> _Source data_:

┄┄┄┄┄┄┄┄┄┄┄┄┄┄┄┄┄┄┄┄

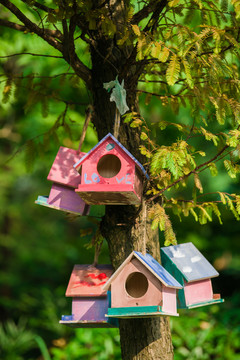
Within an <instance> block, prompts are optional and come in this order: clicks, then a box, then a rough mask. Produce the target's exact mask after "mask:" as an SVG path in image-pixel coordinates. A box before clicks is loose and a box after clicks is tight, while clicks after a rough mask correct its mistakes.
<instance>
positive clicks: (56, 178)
mask: <svg viewBox="0 0 240 360" xmlns="http://www.w3.org/2000/svg"><path fill="white" fill-rule="evenodd" d="M84 155H85V153H83V152H78V151H77V150H73V149H69V148H66V147H62V146H61V147H60V149H59V151H58V153H57V156H56V158H55V160H54V162H53V165H52V167H51V169H50V172H49V174H48V177H47V179H48V180H50V181H52V182H53V185H52V188H51V191H50V194H49V197H46V196H39V197H38V199H37V200H36V203H37V204H40V205H44V206H47V207H50V208H53V209H57V210H62V211H66V212H69V213H74V214H78V215H89V214H90V211H91V213H93V214H91V215H92V216H101V215H103V212H104V209H99V208H98V209H96V208H95V209H94V210H95V212H94V211H92V210H93V209H90V206H89V205H87V204H86V203H85V202H84V201H83V200H82V199H81V197H80V196H78V195H77V194H76V192H75V189H76V188H77V186H78V184H79V183H80V182H81V176H80V174H79V173H78V172H77V171H76V170H75V169H74V168H73V165H74V164H75V163H76V161H79V159H81V158H82V157H83V156H84Z"/></svg>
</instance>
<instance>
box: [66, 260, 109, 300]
mask: <svg viewBox="0 0 240 360" xmlns="http://www.w3.org/2000/svg"><path fill="white" fill-rule="evenodd" d="M112 272H113V269H112V266H111V265H97V266H92V265H75V266H74V268H73V271H72V274H71V277H70V280H69V284H68V287H67V291H66V296H71V297H79V296H82V297H89V296H93V297H96V296H106V291H104V290H103V289H102V286H103V285H104V284H105V283H106V281H107V280H108V279H109V278H110V276H111V275H112Z"/></svg>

┄┄┄┄┄┄┄┄┄┄┄┄┄┄┄┄┄┄┄┄

> _Exercise_: Please print every record exactly as written, without the pictures.

> _Completed exercise_:
Within an <instance> block, prompts are optional and come in this order: clicks, then a box, then a rough mask. Produce the target's exact mask after "mask:" as an SVG path in image-pixel coordinates. A box before clicks is loose and a box after clicks is tight, while clicks after a rough mask correct its mistakes.
<instance>
positive clicks: (56, 178)
mask: <svg viewBox="0 0 240 360" xmlns="http://www.w3.org/2000/svg"><path fill="white" fill-rule="evenodd" d="M84 155H85V153H83V152H78V151H77V150H73V149H69V148H66V147H62V146H61V147H60V149H59V151H58V153H57V156H56V158H55V160H54V162H53V165H52V167H51V169H50V172H49V174H48V177H47V179H48V180H50V181H52V182H53V185H52V188H51V191H50V194H49V197H46V196H39V197H38V199H37V200H36V203H37V204H40V205H44V206H47V207H50V208H53V209H57V210H62V211H66V212H69V213H74V214H78V215H89V214H90V211H91V213H93V214H91V215H92V216H101V215H103V212H104V209H99V208H98V209H96V208H95V209H94V210H95V212H94V211H92V210H93V209H90V206H89V205H87V204H86V203H85V202H84V201H83V200H82V199H81V197H80V196H78V195H77V194H76V192H75V189H76V188H77V186H78V184H79V183H80V182H81V176H80V174H79V173H78V172H77V171H76V170H75V169H74V168H73V165H74V164H75V163H76V161H79V159H81V158H82V157H83V156H84Z"/></svg>
</instance>
<instance>
box: [66, 260, 109, 300]
mask: <svg viewBox="0 0 240 360" xmlns="http://www.w3.org/2000/svg"><path fill="white" fill-rule="evenodd" d="M112 272H113V269H112V266H111V265H97V266H92V265H75V266H74V268H73V271H72V274H71V277H70V280H69V284H68V287H67V291H66V296H71V297H79V296H82V297H89V296H93V297H96V296H106V291H104V290H103V289H102V286H103V285H104V284H105V283H106V281H107V280H108V279H109V278H110V276H111V275H112Z"/></svg>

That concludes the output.